Texto mostrado ::
☆ ☆ ☆ ☆ ☆ ☆ ☆

Reunidos con toda la Iglesia veneramos la memoria de
todos los santos y cantamos la alabanza del Señor
Apoc. 7, 2-4.9-14; Sal. 23; Mt. 5, 1-12
‘Reunidos en comunión con toda la Iglesia veneramos la
memoria, ante todo, de la gloriosa siempre Virgen María, madre de Jesucristo,
nuestro Dios y Señor; la de su esposo san José; la de los santos apóstoles y
mártires… y la de todos los santos; por sus méritos y oraciones concédenos en
todo tu protección’.
Es la
conmemoración que se hace en la primera plegaria eucarística - de manera
semejante en el resto de plegarias eucarísticas - cada vez que la Iglesia se
reúne para celebrar la Eucaristía. ‘Reunidos
en comunión con toda la Iglesia…’ decimos. Así tenemos que sentirnos
siempre. Hoy en esta Solemnidad la Iglesia lo hace de manera especial cuando
queremos celebrar a todos los santos; a ellos queremos sentirnos unidos en
comunión con toda la Iglesia, la Iglesia que aún peregrina en este mundo, con
la Iglesia triunfante y gloriosa con la que deseamos un día poder merecer ‘compartir la vida eterna y cantar las
alabanzas del Señor’, como expresamos también en otra de las plegarias.
Y cuando
celebramos a todos los santos como hoy lo hacemos, lo mismo que cuando hacemos
memoria y celebramos ya en particular a cada uno a lo largo del año litúrgico,
queremos contar con su ejemplo y con su intercesión. ‘Por sus méritos y oraciones concédenos en todo tu protección’,
pedimos.
Una fiesta muy
hermosa la que hoy celebramos que nos llena de alegría, de optimismo y de
esperanza a los cristianos que aun caminamos en este valle de lágrimas. De la
alegría, porque celebramos el triunfo y la gloria de esa multitud innumerable
de personas que ya gozan de Dios y, al mismo tiempo, desde Dios siguen en
contacto con nosotros como intercesores y como estímulo de vida, como hemos
expresado. Ellos son el mejor fruto de la Pascua de Cristo, y quieren vernos a
nosotros también asociados a su triunfo.
Del optimismo,
porque nosotros lo mismo que ellos, siendo fieles al Espíritu Santo y haciendo
el mismo camino del Evangelio, podemos llegar a la meta, a nuestra plenitud en
Dios y gozar eternamente de su gloria y de su paz.
De esperanza,
porque ellos fueron hombres y mujeres como nosotros que, viviendo su vida
ordinaria al ritmo de la voluntad de Dios, en circunstancias a veces mucho tan
difíciles o más que las nuestras, pudieron alcanzar la misma santidad a la que
todos estamos llamados.
Nos alegramos,
pues, en esta fiesta, pero su celebración es un estímulo grande para nuestra
vida. Nos ha de hacer reflexionar mucho la contemplación de esa multitud
innumerable que canta la gloria del Señor, como nos describe el libro del Apocalipsis.

☆ ☆ ☆ ☆ ☆ ☆ ☆

Consigna A :: Según el texto sobre la fiesta de Todos los Santos, ¿en qué plegaria eucarística se hace la conmemoración citada al comienzo?
Consigna B :: Escribe la continuación del texto sobre la fiesta de Todos los Santos a partir de su última frase.

Datos mostrados ::

☆ ☆ ☆ ☆ ☆ ☆ ☆

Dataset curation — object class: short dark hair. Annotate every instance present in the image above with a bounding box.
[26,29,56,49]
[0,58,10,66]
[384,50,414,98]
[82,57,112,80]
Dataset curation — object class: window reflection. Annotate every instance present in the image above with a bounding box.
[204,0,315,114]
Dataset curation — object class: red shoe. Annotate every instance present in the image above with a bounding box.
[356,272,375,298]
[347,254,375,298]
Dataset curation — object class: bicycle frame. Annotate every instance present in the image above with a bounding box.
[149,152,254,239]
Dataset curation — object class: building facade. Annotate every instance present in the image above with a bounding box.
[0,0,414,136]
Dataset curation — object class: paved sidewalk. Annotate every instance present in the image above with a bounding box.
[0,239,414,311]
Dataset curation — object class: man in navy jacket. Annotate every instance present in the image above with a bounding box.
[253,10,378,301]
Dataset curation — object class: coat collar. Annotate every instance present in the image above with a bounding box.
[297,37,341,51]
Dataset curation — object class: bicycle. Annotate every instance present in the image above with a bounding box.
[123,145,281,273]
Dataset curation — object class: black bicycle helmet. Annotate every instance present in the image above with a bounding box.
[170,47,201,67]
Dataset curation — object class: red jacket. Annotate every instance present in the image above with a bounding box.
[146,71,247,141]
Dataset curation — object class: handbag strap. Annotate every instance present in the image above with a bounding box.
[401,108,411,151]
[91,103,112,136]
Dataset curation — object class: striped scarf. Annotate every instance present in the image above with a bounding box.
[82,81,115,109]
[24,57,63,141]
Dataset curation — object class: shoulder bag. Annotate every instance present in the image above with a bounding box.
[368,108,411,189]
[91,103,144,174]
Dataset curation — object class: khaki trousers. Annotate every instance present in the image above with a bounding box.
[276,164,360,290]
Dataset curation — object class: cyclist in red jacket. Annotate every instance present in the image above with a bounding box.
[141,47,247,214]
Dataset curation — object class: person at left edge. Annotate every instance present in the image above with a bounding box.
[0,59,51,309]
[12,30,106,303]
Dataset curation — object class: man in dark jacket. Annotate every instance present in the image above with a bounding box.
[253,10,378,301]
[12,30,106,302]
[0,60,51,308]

☆ ☆ ☆ ☆ ☆ ☆ ☆

Respuesta A :: En la primera plegaria eucarística.

Respuesta B ::
Nos recuerda que nosotros hemos de formar parte de ese cortejo del Cordero
porque somos también los redimidos del Señor. Es nuestra grandeza y nuestra
gloria porque con la sangre del Cordero hemos sido redimidos y rescatados,
hemos sido purificados - hemos lavado y
blanqueado nuestras vestiduras, nuestra vida, en la sangre del Cordero - y
nos hemos convertido en hijos.
Grande es nuestra
dignidad y nuestra gloria por pura gracia, por la gran benevolencia del Señor
que ha sido el que nos ha llamado hijos cuando por la fuerza del Espíritu
divino desde nuestro Bautismo hemos participado de la vida divina y comenzado a
ser hijos de Dios. Y estamos llamados a que un día podamos verle cara a cara
porque ‘seremos semejantes a El y lo
veremos tal cual es’. ¿No es esto motivo para la alegría, para el optimismo
y para la esperanza?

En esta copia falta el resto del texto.